* [Excerpted text]:
* START *
Meantime, Ted Cruz beats Hillary Clinton in head-to-head polling. The Texas senator is also drawing more of the anti-Trump forces than is John Kasich.

With Rubio out of the running, it’s time to unite the clans around one candidate to take down Donald Trump.

Reality bites for Trump supporters. If Trump wins the Republican nomination, they’ll hysterically cheer, but they will have also given us a poisoned candidate who will bring about four more years of a Democratic presidency.

Written by

Kim is a pint-sized patriot who packs some big contradictions. She is a Baby Boomer who never became a hippie, an active Republican who first registered as a Democrat (okay, it was to help a sorority sister's father in his run for sheriff), and a devout Lutheran who practices yoga. Growing up in small-town Indiana, now living in the Kansas City metro, Kim is a conservative Midwestern gal whose heart is also in the Seattle area, where her eldest daughter, son-in-law, and grandson live. Kim is a working speech pathologist who left school system employment behind to subcontract to an agency, and has never looked back. She describes her conservatism as falling in the mold of Russell Kirk's Ten Conservative Principles. Don't know what they are? Google them!
* END *
* [Short task]: Please list every person named in the excerpt's first three paragraphs, the ones before "Written by".

* [Entries supplied]:
* START *
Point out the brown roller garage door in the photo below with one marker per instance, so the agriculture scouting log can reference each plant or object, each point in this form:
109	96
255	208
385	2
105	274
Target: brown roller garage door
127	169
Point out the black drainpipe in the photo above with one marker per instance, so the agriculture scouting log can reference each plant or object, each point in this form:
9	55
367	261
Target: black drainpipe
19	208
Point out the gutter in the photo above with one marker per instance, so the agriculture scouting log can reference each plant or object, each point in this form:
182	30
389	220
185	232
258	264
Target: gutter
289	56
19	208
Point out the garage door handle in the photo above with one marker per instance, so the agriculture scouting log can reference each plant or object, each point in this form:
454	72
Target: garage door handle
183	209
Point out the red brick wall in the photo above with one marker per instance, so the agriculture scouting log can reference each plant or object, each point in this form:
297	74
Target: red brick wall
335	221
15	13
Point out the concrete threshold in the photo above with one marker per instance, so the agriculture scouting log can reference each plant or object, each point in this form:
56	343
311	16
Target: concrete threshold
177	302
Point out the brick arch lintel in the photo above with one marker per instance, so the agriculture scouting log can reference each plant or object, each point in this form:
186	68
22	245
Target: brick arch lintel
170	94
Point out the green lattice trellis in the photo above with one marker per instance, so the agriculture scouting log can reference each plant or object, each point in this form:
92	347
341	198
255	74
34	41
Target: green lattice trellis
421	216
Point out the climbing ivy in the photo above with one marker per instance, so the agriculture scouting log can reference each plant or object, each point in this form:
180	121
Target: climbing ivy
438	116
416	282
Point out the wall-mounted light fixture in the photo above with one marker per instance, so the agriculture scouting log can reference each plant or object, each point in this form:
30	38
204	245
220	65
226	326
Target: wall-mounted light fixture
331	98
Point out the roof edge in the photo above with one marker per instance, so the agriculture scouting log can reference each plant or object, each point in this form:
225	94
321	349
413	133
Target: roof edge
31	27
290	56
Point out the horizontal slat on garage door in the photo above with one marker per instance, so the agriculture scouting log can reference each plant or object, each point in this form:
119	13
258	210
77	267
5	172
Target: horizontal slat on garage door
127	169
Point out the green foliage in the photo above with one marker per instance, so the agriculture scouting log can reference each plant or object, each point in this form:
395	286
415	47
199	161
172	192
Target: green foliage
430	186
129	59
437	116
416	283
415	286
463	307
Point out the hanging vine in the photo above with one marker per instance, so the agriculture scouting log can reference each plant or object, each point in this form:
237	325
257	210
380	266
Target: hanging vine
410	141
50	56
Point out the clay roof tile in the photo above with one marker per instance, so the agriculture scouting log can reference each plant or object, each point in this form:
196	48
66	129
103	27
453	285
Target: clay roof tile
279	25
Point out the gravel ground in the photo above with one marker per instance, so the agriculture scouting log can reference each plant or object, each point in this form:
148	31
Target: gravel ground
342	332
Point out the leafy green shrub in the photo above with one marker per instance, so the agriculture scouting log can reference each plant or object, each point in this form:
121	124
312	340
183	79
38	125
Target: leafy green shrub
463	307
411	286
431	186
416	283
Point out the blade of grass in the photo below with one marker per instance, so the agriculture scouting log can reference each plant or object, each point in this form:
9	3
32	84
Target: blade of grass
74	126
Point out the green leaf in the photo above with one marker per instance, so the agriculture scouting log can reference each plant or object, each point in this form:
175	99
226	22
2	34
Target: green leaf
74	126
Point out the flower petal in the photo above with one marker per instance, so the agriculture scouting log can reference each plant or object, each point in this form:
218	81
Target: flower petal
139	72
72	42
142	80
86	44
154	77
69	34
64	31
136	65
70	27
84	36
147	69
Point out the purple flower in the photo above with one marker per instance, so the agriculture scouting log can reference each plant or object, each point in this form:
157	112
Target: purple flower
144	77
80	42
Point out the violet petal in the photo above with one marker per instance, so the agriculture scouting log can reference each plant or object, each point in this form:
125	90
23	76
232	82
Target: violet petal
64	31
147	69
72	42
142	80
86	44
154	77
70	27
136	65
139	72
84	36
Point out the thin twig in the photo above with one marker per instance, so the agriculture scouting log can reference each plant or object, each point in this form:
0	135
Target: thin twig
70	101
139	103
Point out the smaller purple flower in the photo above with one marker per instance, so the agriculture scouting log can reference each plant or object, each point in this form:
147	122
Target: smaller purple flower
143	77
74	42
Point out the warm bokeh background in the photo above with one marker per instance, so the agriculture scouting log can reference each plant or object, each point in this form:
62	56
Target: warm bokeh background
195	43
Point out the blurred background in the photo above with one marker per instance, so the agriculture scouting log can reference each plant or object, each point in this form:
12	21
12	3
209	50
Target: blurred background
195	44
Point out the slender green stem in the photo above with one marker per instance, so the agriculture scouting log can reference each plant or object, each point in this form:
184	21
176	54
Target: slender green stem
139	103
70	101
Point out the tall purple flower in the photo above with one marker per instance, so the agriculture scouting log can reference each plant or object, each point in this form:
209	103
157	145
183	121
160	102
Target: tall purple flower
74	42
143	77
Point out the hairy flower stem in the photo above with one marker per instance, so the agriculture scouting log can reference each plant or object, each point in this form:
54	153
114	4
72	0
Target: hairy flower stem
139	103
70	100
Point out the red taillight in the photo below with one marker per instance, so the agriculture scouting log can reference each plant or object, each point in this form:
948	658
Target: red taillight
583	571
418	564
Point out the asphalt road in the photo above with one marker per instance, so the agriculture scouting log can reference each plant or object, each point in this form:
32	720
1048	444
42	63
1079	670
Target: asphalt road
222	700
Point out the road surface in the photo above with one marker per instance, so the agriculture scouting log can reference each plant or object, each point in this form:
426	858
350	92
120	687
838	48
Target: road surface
* END *
* [Result]:
- Ted Cruz
- Hillary Clinton
- John Kasich
- Rubio
- Donald Trump